Repeat the following lines exactly and nothing else: the line containing "Request = locate the tiled" and each line after it through the end of the listing.

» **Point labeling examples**
***

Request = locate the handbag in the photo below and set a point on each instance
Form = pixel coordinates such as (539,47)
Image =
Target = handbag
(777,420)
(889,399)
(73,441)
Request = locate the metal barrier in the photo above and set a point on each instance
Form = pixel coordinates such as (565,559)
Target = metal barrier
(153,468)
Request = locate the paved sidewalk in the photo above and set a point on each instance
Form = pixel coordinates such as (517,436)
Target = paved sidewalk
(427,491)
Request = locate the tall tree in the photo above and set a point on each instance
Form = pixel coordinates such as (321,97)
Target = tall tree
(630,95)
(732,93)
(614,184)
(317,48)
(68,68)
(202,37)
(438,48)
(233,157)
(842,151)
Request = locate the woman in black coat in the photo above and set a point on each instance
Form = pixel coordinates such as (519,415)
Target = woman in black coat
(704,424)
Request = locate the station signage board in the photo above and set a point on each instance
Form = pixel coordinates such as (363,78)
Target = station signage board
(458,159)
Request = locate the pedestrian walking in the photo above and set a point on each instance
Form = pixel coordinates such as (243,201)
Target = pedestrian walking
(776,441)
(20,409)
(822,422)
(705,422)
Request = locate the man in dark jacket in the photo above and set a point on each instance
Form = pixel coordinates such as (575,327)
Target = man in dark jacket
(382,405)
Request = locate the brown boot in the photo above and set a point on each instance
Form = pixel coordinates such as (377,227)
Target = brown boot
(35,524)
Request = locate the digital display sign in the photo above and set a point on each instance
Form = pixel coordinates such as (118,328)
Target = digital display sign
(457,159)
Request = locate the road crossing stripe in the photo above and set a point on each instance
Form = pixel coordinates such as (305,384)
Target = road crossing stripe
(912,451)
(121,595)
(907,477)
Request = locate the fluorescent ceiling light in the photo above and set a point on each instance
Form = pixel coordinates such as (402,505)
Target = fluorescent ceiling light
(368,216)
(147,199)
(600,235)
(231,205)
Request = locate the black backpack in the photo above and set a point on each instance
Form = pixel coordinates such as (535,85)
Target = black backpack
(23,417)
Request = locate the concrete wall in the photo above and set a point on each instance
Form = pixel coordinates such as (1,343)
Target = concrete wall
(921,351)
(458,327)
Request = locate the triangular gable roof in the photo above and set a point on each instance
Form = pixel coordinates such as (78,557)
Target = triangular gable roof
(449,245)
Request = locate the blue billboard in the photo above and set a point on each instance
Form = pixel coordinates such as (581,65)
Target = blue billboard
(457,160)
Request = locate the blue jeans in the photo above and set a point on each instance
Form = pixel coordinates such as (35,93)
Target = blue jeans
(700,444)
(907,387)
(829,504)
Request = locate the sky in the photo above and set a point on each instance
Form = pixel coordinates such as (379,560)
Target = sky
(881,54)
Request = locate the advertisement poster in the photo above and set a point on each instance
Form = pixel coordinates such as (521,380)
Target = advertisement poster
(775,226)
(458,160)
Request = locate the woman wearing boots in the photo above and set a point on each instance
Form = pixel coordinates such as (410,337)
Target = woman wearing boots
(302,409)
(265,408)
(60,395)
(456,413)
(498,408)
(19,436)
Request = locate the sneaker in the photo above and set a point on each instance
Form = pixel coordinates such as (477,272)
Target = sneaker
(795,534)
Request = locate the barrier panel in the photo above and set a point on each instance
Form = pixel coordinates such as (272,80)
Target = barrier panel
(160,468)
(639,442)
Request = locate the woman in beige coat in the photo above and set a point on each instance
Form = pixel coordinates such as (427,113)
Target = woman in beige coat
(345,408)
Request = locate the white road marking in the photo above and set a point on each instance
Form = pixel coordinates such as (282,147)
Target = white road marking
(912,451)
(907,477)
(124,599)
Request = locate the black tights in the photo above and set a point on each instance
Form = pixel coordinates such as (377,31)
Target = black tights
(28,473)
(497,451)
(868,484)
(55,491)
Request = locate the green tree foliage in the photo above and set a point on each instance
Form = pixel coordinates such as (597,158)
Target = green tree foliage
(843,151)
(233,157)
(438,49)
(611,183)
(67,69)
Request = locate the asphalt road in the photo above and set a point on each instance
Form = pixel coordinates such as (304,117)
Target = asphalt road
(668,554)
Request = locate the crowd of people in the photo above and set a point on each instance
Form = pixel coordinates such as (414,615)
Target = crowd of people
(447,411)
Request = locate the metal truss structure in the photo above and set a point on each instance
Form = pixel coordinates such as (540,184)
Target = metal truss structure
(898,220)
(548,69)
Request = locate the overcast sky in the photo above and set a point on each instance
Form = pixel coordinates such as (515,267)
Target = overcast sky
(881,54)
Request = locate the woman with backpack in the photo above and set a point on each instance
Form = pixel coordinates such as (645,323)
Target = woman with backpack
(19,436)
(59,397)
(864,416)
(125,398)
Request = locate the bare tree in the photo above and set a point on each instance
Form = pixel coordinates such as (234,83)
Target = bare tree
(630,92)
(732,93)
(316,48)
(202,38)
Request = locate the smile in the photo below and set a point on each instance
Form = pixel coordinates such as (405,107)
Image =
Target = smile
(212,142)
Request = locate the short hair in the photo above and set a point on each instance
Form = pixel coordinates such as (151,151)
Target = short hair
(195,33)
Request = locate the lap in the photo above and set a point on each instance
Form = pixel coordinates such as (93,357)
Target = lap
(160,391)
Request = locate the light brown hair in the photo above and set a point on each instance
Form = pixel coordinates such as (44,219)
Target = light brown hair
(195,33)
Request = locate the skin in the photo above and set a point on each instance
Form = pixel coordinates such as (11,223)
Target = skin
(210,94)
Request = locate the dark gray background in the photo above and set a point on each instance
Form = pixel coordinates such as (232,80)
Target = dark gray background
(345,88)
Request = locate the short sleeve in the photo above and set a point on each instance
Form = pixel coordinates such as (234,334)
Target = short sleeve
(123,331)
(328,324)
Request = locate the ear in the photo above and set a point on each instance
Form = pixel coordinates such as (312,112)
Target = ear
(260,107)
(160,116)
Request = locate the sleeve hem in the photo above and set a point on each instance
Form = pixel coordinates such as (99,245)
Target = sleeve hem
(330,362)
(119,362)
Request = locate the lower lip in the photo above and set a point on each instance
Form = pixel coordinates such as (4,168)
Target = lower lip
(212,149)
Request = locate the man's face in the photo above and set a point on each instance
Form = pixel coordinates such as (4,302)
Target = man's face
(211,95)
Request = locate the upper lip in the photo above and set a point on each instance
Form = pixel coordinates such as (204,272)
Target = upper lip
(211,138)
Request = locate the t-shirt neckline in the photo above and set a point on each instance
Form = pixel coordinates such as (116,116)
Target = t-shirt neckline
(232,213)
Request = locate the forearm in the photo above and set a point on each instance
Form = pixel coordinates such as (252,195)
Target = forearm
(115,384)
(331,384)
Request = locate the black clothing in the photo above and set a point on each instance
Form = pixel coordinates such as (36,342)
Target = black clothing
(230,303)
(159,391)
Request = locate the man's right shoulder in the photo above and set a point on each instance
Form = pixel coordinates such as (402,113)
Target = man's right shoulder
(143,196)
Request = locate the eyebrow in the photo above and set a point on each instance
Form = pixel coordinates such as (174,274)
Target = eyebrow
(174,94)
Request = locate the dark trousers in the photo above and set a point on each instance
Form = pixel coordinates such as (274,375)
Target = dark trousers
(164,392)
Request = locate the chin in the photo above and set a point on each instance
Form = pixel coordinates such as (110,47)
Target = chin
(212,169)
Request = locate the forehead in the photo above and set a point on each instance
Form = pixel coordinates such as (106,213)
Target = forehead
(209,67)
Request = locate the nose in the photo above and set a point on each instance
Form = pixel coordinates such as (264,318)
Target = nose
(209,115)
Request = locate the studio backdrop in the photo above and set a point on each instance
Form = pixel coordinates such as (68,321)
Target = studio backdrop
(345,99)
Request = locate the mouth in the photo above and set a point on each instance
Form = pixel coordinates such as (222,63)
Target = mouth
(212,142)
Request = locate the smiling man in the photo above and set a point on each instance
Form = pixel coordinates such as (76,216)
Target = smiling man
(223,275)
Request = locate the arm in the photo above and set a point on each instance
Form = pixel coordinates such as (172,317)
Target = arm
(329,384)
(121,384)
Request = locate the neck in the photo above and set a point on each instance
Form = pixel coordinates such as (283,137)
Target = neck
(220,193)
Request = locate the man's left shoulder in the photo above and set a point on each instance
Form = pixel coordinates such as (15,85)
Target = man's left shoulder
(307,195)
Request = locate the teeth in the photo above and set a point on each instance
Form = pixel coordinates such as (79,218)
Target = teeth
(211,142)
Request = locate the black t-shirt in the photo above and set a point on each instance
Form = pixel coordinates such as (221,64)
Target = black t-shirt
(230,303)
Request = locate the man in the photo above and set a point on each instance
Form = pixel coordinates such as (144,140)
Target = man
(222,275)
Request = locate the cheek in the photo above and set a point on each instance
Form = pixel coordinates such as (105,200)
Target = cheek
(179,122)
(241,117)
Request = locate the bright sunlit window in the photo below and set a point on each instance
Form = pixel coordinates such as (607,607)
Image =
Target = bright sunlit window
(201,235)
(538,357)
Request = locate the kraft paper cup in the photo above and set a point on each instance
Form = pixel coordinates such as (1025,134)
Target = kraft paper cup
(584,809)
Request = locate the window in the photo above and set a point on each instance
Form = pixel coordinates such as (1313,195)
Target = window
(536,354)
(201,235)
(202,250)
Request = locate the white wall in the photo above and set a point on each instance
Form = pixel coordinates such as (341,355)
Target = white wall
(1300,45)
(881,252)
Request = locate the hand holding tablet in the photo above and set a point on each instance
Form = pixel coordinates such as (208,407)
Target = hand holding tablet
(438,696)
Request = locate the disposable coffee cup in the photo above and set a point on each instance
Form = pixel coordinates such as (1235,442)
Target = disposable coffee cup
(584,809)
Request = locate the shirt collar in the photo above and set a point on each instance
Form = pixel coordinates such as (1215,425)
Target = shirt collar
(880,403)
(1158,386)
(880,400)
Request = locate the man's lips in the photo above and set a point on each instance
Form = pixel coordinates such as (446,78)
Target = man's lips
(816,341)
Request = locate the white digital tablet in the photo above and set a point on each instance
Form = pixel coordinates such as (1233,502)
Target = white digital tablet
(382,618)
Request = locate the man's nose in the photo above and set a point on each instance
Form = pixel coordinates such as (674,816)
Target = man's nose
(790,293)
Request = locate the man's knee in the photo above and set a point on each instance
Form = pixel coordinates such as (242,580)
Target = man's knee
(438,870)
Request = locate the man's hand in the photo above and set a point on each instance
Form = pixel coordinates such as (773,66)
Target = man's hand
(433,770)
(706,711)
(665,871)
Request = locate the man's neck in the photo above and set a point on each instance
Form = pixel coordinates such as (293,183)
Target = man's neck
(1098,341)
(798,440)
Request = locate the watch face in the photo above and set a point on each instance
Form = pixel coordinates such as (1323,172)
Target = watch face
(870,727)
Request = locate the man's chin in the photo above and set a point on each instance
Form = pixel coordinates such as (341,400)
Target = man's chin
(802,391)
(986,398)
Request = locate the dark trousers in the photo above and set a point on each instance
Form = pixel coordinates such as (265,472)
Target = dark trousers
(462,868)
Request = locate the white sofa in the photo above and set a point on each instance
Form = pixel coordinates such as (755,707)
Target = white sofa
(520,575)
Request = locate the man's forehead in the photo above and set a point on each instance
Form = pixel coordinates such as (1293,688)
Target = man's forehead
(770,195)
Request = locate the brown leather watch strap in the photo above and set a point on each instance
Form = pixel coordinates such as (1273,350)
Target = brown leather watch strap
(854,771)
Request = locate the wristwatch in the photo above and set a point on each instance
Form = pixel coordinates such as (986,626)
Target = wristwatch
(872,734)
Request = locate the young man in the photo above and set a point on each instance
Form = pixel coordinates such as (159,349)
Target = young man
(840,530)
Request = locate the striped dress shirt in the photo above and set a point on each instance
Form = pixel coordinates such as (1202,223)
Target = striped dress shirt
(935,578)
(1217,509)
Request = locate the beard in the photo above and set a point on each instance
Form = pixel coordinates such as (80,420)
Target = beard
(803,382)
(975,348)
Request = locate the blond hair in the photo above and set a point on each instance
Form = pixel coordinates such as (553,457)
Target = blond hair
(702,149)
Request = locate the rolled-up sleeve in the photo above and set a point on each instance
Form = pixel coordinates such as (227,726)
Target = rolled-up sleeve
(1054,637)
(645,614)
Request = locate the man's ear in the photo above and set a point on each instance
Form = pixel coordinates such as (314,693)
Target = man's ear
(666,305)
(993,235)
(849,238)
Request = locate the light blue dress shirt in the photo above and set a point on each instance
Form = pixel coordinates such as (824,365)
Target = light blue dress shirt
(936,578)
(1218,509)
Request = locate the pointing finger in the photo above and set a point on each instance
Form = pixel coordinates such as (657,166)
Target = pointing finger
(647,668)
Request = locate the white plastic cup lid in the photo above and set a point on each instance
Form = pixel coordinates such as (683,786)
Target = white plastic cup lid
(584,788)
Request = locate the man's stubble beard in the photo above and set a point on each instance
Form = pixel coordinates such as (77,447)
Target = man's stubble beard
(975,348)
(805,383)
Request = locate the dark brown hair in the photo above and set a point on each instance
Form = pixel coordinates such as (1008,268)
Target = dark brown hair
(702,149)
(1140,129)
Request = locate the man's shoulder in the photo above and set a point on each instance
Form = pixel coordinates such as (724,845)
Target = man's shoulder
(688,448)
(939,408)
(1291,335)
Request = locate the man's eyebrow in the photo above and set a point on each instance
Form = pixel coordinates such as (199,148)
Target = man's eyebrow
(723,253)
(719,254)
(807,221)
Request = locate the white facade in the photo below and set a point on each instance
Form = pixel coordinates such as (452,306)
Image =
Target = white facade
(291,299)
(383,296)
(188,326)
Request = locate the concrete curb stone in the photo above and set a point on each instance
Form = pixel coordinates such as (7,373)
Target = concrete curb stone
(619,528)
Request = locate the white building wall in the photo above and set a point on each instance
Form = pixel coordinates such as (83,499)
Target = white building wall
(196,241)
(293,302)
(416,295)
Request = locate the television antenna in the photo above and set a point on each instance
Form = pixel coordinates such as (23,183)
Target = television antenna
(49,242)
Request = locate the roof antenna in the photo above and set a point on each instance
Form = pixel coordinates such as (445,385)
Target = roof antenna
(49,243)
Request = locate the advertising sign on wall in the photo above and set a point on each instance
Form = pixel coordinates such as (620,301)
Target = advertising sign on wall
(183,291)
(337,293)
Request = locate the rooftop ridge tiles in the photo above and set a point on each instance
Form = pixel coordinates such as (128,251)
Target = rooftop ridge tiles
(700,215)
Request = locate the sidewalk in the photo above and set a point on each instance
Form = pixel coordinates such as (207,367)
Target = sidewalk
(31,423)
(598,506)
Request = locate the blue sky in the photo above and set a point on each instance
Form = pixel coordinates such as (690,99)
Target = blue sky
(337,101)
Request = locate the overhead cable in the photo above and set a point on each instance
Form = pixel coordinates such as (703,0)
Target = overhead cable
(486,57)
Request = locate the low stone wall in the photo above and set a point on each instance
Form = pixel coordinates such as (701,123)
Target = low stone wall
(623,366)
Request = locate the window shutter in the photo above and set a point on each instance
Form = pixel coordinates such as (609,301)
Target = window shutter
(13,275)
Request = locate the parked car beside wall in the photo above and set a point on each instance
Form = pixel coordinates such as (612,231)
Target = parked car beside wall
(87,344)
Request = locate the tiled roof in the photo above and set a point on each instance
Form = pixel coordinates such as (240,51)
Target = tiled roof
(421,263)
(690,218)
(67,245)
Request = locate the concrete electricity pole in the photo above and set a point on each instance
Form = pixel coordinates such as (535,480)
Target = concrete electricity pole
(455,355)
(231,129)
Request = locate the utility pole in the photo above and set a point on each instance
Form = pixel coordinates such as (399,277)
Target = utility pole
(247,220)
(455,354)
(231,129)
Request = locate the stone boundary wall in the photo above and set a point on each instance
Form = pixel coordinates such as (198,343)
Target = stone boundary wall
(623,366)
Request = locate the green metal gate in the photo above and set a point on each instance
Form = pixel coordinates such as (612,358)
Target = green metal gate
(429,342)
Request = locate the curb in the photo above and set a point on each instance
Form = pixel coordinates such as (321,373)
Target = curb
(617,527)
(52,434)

***

» **Result for this task**
Request = locate the tiled roof in the photo above and set a point on each instance
Form = pixel coordinates such as (240,51)
Target = tiled roof
(421,263)
(690,218)
(67,245)
Request = locate the concrete electricity pole in the photo above and set a point on each instance
Form = pixel coordinates such as (535,480)
Target = concrete electricity pole
(455,355)
(231,129)
Request = locate the utility pole in the photo above and set a point on each instance
Form = pixel coordinates such as (399,277)
Target = utility pole
(247,220)
(455,354)
(231,129)
Request = locate the stone boundary wall in the photo above and set a point on each instance
Form = pixel coordinates such as (198,343)
Target = stone boundary wall
(623,366)
Request = locate the green metal gate in the photo above and set a point on each instance
Form = pixel coordinates such as (612,358)
Target = green metal gate
(429,342)
Request = locate the curb in the photo above and set a point on each instance
Form = pixel coordinates such as (321,373)
Target = curb
(617,527)
(52,434)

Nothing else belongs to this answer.